» GOAL
Copy the data that follows, character for character, minus the pictures.

[Data listing]

######

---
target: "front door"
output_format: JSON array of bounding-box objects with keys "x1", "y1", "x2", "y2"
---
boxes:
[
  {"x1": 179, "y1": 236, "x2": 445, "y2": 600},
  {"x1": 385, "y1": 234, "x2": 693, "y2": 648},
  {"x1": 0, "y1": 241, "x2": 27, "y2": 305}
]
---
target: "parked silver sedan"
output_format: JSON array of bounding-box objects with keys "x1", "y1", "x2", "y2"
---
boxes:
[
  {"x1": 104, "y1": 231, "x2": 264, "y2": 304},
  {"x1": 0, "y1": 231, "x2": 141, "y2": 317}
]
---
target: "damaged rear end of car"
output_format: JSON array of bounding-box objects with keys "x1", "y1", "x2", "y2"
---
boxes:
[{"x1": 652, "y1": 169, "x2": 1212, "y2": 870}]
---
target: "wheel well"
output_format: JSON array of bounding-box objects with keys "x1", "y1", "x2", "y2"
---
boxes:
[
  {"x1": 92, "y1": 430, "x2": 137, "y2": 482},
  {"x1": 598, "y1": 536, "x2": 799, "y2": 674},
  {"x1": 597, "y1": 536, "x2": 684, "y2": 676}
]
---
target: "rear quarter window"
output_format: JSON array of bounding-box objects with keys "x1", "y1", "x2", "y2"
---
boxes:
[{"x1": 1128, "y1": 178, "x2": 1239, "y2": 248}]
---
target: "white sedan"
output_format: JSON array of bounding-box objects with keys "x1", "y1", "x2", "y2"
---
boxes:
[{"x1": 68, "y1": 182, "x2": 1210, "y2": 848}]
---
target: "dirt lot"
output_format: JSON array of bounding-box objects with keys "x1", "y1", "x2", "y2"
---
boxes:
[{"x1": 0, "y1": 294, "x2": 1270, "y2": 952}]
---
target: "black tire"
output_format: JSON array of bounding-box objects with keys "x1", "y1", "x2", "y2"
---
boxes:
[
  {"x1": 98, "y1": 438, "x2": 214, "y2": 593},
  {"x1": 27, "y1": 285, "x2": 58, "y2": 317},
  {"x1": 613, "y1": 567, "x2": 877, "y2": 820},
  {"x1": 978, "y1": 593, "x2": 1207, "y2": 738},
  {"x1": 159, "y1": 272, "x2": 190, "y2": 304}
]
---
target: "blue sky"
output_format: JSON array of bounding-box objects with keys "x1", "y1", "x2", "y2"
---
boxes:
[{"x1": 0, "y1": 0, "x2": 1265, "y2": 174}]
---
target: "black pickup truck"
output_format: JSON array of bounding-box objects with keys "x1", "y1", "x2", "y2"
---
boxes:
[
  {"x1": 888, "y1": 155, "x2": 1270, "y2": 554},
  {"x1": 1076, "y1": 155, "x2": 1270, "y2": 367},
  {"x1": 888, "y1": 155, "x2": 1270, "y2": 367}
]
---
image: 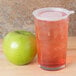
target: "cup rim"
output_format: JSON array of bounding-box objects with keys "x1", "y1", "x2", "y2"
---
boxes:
[{"x1": 32, "y1": 7, "x2": 74, "y2": 21}]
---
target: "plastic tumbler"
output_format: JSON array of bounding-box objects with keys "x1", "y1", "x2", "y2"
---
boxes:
[{"x1": 33, "y1": 7, "x2": 74, "y2": 70}]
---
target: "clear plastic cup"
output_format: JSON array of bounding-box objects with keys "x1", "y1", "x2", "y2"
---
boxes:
[{"x1": 33, "y1": 7, "x2": 74, "y2": 70}]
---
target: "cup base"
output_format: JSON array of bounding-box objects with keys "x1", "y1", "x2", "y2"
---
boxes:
[{"x1": 40, "y1": 65, "x2": 65, "y2": 71}]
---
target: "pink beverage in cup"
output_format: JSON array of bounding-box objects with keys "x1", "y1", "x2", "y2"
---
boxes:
[{"x1": 33, "y1": 8, "x2": 74, "y2": 70}]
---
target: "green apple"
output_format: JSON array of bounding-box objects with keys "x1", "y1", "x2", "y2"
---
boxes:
[{"x1": 3, "y1": 30, "x2": 36, "y2": 65}]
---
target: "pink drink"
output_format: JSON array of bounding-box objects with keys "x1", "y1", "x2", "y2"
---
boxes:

######

» RESULT OF THIS EXERCISE
---
target: "front door"
output_format: JSON array of bounding-box objects with keys "x1", "y1", "x2", "y2"
---
boxes:
[
  {"x1": 179, "y1": 236, "x2": 445, "y2": 600},
  {"x1": 385, "y1": 234, "x2": 693, "y2": 648},
  {"x1": 0, "y1": 241, "x2": 27, "y2": 305}
]
---
target: "parked silver sedan"
output_format: JSON array of bounding-box objects with keys "x1", "y1", "x2", "y2"
---
boxes:
[
  {"x1": 104, "y1": 231, "x2": 264, "y2": 304},
  {"x1": 0, "y1": 231, "x2": 141, "y2": 317}
]
---
target: "damaged rear end of car"
output_format: JSON array of bounding-box objects with keys "x1", "y1", "x2", "y2"
---
boxes:
[{"x1": 652, "y1": 169, "x2": 1212, "y2": 870}]
---
target: "wheel well"
output_format: JSON array of bounding-box objects with keys "x1", "y1", "x2", "y2"
---
boxes:
[
  {"x1": 92, "y1": 430, "x2": 137, "y2": 482},
  {"x1": 598, "y1": 536, "x2": 799, "y2": 674},
  {"x1": 597, "y1": 536, "x2": 684, "y2": 676}
]
---
target: "rear quarter window"
output_format: JSON array of bounding-box objects with keys "x1", "y1", "x2", "y2"
---
boxes:
[{"x1": 1128, "y1": 178, "x2": 1239, "y2": 248}]
---
target: "white sedan"
output_format: JSON array of bounding-box objects with keys "x1", "y1", "x2", "y2"
---
boxes:
[{"x1": 68, "y1": 182, "x2": 1210, "y2": 848}]
---
target: "dirt lot"
output_format: JSON array of bounding-box objects with keys "x1", "y1", "x2", "y2"
---
boxes:
[{"x1": 0, "y1": 294, "x2": 1270, "y2": 952}]
---
target: "black tire"
output_format: JSON array of bounding-box objects with keys "x1", "y1", "x2", "y2"
---
boxes:
[
  {"x1": 98, "y1": 438, "x2": 214, "y2": 593},
  {"x1": 27, "y1": 285, "x2": 58, "y2": 317},
  {"x1": 613, "y1": 567, "x2": 877, "y2": 820},
  {"x1": 978, "y1": 593, "x2": 1207, "y2": 738},
  {"x1": 159, "y1": 272, "x2": 190, "y2": 304}
]
---
target: "blue sky"
output_format: JSON array of bounding-box objects with keys "x1", "y1", "x2", "y2"
---
boxes:
[{"x1": 0, "y1": 0, "x2": 1265, "y2": 174}]
---
target: "black pickup truck"
output_format: JSON array of bounding-box objects with keys "x1", "y1", "x2", "y2"
---
boxes:
[
  {"x1": 888, "y1": 155, "x2": 1270, "y2": 554},
  {"x1": 1076, "y1": 155, "x2": 1270, "y2": 367},
  {"x1": 888, "y1": 155, "x2": 1270, "y2": 367}
]
---
image: 
target: "cup rim"
output_format: JSON array of bounding-box objects with keys "x1", "y1", "x2", "y2"
---
boxes:
[{"x1": 32, "y1": 7, "x2": 74, "y2": 21}]
---
target: "plastic tumbler"
output_format: JSON array of bounding-box objects with keys "x1", "y1", "x2", "y2"
---
boxes:
[{"x1": 33, "y1": 7, "x2": 74, "y2": 70}]
---
target: "clear plastic cup"
output_format: JSON array of bounding-box objects with keys "x1", "y1", "x2", "y2"
---
boxes:
[{"x1": 33, "y1": 7, "x2": 74, "y2": 70}]
---
target: "cup base"
output_format: JSON array of bounding-box objects with keys "x1", "y1", "x2", "y2"
---
boxes:
[{"x1": 40, "y1": 65, "x2": 65, "y2": 71}]
---
target: "pink beverage in cup"
output_format: JSON array of bounding-box objects with keys "x1", "y1", "x2", "y2"
---
boxes:
[{"x1": 33, "y1": 8, "x2": 74, "y2": 70}]
---
target: "green apple"
output_format: JSON array of bounding-box objects with keys "x1", "y1", "x2", "y2"
---
boxes:
[{"x1": 3, "y1": 30, "x2": 36, "y2": 65}]
---
target: "pink drink"
output_format: JSON array of bounding-box objects with keys "x1", "y1", "x2", "y2"
---
boxes:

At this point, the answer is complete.